• [Required action]: Produce all the records again exactly as they stand.

• [Data section]:
::::::::

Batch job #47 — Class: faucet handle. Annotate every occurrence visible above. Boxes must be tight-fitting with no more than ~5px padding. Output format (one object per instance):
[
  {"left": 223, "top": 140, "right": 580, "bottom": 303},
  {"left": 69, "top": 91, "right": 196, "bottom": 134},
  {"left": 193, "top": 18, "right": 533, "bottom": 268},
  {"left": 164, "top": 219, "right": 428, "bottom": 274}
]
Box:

::::::::

• [Task output]:
Batch job #47 — Class: faucet handle. Annotate every occurrence visible above. Boxes must be tight-fitting with no more than ~5px padding. Output format (one object per instance):
[
  {"left": 223, "top": 140, "right": 580, "bottom": 303},
  {"left": 69, "top": 91, "right": 196, "bottom": 134},
  {"left": 193, "top": 18, "right": 533, "bottom": 268},
  {"left": 164, "top": 219, "right": 428, "bottom": 274}
]
Box:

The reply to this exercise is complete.